═══ Dataset records

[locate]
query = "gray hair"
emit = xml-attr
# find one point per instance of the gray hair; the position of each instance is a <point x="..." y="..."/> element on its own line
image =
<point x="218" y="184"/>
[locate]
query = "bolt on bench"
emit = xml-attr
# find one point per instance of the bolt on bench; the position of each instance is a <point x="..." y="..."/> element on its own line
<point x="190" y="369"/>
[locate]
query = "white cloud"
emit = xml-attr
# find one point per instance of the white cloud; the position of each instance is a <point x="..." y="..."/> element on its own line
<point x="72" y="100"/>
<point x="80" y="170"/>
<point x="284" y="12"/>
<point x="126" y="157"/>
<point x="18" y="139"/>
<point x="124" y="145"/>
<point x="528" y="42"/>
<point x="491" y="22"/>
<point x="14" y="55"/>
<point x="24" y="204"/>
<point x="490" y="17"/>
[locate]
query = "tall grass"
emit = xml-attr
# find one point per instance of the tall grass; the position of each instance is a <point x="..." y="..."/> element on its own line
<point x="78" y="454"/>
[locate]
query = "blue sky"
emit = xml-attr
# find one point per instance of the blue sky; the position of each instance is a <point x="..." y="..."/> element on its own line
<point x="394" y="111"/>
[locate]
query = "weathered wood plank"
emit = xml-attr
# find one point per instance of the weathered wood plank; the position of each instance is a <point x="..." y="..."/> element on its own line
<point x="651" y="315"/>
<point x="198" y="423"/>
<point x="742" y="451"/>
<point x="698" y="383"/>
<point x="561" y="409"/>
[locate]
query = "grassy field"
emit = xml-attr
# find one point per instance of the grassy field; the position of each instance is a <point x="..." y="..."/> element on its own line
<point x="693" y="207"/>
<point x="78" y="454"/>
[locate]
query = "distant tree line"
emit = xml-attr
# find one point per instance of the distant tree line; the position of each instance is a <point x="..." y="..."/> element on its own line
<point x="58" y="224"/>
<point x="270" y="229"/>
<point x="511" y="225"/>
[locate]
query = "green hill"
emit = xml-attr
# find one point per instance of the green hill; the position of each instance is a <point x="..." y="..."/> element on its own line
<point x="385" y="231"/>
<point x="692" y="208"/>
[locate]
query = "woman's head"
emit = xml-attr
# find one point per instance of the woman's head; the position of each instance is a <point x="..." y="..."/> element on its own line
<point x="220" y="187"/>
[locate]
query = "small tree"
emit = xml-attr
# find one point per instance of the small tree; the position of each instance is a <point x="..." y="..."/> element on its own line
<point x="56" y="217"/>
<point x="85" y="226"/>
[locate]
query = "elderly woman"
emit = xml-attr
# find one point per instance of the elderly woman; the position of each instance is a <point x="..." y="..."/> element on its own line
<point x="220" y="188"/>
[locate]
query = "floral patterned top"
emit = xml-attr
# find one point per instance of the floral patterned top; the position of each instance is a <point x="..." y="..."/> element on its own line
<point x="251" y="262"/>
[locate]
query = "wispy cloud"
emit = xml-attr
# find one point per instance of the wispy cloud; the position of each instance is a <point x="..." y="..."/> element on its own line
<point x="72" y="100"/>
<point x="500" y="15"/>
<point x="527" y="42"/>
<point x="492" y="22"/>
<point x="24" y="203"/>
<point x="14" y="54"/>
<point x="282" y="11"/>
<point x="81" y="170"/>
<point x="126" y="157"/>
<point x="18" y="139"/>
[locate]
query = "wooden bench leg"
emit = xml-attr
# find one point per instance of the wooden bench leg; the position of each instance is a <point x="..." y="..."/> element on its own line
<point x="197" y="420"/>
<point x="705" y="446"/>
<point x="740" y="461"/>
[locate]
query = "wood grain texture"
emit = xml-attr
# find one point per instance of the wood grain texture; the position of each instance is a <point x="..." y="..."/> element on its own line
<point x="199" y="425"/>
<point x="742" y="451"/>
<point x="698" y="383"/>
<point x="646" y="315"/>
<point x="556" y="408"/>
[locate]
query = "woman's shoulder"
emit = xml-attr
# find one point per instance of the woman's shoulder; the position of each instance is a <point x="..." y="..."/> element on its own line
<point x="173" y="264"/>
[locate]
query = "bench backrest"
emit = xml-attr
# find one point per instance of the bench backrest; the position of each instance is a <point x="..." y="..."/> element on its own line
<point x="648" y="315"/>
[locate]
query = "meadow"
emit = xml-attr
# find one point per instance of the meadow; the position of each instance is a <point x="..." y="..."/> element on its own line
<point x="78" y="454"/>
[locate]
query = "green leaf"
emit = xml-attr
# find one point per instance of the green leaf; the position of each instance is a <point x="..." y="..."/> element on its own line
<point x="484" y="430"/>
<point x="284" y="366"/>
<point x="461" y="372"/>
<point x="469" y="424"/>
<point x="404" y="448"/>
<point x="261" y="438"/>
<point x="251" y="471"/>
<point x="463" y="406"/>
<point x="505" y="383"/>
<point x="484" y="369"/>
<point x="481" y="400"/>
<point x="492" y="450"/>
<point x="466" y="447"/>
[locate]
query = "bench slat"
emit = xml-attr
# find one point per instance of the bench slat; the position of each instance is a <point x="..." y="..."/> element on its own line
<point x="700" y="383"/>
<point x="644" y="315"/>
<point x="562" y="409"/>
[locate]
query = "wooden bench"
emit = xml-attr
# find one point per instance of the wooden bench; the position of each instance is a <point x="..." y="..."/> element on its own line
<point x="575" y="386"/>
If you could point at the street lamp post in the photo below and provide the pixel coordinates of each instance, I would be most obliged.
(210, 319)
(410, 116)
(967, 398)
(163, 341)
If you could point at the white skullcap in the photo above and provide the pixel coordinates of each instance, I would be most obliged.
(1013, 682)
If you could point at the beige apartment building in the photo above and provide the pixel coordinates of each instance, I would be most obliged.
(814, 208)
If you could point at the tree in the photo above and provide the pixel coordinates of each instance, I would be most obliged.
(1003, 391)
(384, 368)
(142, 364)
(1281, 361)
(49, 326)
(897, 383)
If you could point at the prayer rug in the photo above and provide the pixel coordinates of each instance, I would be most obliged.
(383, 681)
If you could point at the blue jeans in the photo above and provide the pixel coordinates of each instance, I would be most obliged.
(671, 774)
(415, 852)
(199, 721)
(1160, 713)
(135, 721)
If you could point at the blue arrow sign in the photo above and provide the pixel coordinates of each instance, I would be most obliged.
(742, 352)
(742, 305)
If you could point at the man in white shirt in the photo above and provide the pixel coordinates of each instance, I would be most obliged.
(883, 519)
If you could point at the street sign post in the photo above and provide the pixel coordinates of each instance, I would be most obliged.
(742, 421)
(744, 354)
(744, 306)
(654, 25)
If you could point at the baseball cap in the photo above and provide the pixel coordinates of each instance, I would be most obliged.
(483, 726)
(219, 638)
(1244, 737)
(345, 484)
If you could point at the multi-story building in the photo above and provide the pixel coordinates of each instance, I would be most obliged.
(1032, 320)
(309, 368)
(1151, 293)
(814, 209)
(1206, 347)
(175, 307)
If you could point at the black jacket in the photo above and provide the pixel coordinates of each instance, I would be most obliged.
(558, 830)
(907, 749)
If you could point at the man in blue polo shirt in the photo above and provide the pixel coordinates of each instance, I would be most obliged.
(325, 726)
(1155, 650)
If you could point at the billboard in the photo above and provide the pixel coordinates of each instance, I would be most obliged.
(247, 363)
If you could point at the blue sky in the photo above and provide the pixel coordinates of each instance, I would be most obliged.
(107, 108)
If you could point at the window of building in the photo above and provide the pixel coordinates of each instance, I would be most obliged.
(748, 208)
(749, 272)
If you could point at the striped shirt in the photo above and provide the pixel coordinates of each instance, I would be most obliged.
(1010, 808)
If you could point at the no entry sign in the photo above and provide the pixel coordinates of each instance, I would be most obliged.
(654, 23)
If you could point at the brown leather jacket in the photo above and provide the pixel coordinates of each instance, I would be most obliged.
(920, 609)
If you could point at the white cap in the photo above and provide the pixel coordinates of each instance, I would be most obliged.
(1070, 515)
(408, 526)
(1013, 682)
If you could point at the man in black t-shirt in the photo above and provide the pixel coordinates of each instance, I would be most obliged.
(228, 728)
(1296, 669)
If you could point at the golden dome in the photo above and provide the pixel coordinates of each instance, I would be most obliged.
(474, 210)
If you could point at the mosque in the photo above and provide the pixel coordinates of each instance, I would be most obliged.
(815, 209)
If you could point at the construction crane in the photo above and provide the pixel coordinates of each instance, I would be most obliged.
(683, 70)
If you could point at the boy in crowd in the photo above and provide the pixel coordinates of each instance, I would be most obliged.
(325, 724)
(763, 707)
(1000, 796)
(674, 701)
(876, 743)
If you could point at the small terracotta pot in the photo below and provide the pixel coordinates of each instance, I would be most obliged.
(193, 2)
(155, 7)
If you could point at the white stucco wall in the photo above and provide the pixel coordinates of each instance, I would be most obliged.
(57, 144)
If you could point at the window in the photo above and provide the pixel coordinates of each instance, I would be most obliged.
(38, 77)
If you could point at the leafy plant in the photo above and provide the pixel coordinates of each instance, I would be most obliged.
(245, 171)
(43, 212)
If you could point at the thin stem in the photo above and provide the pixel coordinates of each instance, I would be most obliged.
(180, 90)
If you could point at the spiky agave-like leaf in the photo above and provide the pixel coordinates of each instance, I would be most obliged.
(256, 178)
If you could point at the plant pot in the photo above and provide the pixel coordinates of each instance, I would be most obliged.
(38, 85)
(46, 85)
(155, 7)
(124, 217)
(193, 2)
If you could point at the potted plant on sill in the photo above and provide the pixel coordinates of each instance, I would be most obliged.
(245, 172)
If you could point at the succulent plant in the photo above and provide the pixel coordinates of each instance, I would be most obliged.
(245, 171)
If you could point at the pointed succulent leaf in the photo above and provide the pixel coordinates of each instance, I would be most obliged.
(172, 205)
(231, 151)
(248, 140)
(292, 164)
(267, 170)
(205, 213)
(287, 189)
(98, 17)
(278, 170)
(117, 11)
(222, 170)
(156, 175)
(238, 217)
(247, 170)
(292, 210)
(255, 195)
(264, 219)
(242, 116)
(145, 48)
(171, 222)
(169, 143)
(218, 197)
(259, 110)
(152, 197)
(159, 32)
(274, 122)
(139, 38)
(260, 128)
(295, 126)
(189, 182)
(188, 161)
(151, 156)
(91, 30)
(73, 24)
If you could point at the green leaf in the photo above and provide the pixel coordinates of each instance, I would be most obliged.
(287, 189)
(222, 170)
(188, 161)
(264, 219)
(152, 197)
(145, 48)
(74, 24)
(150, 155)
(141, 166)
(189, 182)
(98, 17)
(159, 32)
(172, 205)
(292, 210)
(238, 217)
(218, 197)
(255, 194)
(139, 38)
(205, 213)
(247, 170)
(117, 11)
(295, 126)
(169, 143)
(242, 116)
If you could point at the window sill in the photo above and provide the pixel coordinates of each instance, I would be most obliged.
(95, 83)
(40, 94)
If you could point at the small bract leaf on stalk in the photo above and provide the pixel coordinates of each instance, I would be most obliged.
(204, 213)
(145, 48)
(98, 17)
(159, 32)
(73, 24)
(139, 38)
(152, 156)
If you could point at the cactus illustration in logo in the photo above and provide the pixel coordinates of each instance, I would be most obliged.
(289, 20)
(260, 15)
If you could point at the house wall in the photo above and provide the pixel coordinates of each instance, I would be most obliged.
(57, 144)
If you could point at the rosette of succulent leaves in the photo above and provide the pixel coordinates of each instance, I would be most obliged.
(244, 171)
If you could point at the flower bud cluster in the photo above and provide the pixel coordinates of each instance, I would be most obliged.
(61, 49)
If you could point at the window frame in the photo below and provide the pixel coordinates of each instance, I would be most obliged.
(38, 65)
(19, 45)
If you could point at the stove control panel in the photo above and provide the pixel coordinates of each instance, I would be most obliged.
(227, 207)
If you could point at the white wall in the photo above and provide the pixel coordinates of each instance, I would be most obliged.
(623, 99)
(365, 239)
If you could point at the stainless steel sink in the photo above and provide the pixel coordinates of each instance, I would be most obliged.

══════

Task description: Please go through the data above and copy each line containing the word "hair".

Task result:
query = "gray hair"
# find one point per instance of the gray hair; the position of each instance is a <point x="..." y="..."/> element on its own line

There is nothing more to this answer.